Extracted records:
^^^^

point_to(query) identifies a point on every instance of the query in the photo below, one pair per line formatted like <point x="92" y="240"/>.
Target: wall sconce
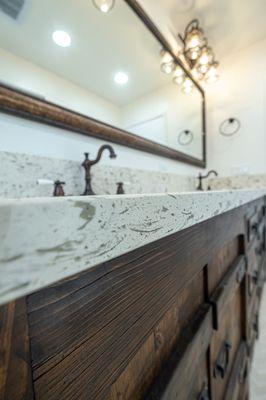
<point x="104" y="5"/>
<point x="198" y="56"/>
<point x="229" y="126"/>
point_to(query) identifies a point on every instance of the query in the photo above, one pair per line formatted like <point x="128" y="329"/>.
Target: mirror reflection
<point x="98" y="58"/>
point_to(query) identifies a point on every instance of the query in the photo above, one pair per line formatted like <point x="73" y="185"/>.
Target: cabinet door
<point x="186" y="373"/>
<point x="229" y="310"/>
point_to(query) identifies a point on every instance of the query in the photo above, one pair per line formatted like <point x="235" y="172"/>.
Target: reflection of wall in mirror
<point x="154" y="128"/>
<point x="181" y="112"/>
<point x="23" y="74"/>
<point x="158" y="116"/>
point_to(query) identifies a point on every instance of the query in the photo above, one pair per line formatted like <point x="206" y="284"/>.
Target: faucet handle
<point x="58" y="188"/>
<point x="120" y="188"/>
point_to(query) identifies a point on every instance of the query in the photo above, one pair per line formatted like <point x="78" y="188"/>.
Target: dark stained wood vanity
<point x="175" y="319"/>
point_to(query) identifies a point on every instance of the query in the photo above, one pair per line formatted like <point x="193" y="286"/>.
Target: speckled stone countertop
<point x="43" y="240"/>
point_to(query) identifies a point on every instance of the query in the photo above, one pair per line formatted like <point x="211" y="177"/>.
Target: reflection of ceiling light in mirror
<point x="104" y="5"/>
<point x="187" y="86"/>
<point x="62" y="38"/>
<point x="121" y="78"/>
<point x="178" y="76"/>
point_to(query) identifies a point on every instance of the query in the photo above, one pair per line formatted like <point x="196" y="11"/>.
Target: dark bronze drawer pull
<point x="222" y="360"/>
<point x="204" y="395"/>
<point x="255" y="277"/>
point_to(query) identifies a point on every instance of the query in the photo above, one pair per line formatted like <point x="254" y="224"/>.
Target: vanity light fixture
<point x="62" y="38"/>
<point x="197" y="55"/>
<point x="104" y="5"/>
<point x="121" y="78"/>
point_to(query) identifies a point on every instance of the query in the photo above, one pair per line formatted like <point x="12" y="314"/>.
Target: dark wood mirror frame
<point x="21" y="104"/>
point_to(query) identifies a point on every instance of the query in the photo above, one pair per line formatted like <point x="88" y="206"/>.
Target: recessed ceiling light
<point x="121" y="78"/>
<point x="62" y="38"/>
<point x="104" y="5"/>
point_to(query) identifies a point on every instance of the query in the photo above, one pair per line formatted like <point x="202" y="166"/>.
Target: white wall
<point x="240" y="92"/>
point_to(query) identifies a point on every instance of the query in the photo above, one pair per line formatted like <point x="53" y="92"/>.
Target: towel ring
<point x="185" y="137"/>
<point x="230" y="126"/>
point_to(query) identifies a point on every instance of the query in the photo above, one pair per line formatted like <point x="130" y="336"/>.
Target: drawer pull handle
<point x="222" y="360"/>
<point x="255" y="277"/>
<point x="259" y="250"/>
<point x="256" y="325"/>
<point x="204" y="395"/>
<point x="255" y="227"/>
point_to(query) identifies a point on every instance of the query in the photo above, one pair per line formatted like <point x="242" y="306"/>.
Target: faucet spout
<point x="87" y="164"/>
<point x="201" y="177"/>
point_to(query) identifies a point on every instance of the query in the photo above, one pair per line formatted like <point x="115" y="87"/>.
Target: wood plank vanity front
<point x="174" y="319"/>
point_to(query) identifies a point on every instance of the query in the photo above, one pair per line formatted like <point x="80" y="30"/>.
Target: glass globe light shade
<point x="197" y="74"/>
<point x="187" y="86"/>
<point x="104" y="5"/>
<point x="167" y="68"/>
<point x="178" y="80"/>
<point x="194" y="38"/>
<point x="203" y="69"/>
<point x="193" y="54"/>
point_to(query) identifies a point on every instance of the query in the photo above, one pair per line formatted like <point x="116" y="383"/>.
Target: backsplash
<point x="20" y="172"/>
<point x="237" y="182"/>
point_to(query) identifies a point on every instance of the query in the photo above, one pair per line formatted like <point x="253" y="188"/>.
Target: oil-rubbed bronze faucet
<point x="200" y="177"/>
<point x="87" y="164"/>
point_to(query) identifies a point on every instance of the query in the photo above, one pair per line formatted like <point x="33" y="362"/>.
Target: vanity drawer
<point x="238" y="376"/>
<point x="185" y="375"/>
<point x="253" y="324"/>
<point x="255" y="222"/>
<point x="229" y="310"/>
<point x="255" y="275"/>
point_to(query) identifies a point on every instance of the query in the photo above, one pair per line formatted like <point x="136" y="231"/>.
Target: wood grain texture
<point x="139" y="326"/>
<point x="15" y="361"/>
<point x="103" y="320"/>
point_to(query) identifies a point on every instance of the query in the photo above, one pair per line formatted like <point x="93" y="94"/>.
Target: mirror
<point x="103" y="66"/>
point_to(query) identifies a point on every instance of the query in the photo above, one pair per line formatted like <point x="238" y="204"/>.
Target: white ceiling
<point x="102" y="44"/>
<point x="105" y="43"/>
<point x="230" y="25"/>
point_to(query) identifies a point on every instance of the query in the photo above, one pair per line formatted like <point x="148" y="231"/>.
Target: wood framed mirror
<point x="107" y="84"/>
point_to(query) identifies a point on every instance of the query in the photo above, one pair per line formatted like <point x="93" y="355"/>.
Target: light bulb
<point x="187" y="86"/>
<point x="178" y="71"/>
<point x="178" y="80"/>
<point x="62" y="38"/>
<point x="203" y="69"/>
<point x="212" y="75"/>
<point x="194" y="38"/>
<point x="178" y="76"/>
<point x="167" y="68"/>
<point x="197" y="74"/>
<point x="104" y="5"/>
<point x="193" y="54"/>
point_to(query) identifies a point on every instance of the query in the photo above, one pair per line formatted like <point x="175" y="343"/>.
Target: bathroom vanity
<point x="131" y="297"/>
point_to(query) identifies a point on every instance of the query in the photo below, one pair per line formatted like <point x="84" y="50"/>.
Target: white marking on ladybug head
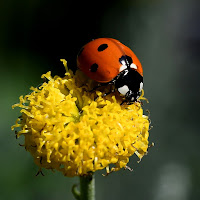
<point x="133" y="66"/>
<point x="123" y="90"/>
<point x="123" y="67"/>
<point x="141" y="86"/>
<point x="132" y="99"/>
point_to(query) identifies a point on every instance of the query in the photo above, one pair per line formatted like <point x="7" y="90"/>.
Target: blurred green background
<point x="165" y="35"/>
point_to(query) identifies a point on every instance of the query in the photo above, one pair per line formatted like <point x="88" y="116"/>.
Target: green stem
<point x="87" y="187"/>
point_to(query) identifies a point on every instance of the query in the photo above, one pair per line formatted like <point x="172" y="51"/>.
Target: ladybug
<point x="107" y="60"/>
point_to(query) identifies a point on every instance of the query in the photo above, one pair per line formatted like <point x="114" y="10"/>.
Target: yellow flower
<point x="70" y="128"/>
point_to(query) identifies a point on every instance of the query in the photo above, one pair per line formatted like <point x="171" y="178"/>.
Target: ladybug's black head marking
<point x="94" y="67"/>
<point x="126" y="60"/>
<point x="81" y="50"/>
<point x="102" y="47"/>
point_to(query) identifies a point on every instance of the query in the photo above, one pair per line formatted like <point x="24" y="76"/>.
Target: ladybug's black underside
<point x="130" y="79"/>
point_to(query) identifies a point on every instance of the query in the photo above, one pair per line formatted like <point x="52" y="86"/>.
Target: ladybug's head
<point x="130" y="84"/>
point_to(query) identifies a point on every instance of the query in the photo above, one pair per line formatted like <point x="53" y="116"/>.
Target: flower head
<point x="74" y="130"/>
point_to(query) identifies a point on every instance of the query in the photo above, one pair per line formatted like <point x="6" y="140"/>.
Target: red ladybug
<point x="107" y="60"/>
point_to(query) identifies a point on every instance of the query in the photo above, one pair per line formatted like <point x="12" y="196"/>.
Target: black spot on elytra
<point x="81" y="50"/>
<point x="126" y="59"/>
<point x="102" y="47"/>
<point x="94" y="67"/>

^^^^

Try it — Go through the records above and copy every line holding the word "below".

Reply —
point_to(query) identifies a point on every instance of the query in the photo below, one pair per line formatted like <point x="92" y="240"/>.
point_to(query) identifies a point on every instance of the query in the photo below, one pair per line formatted like <point x="84" y="50"/>.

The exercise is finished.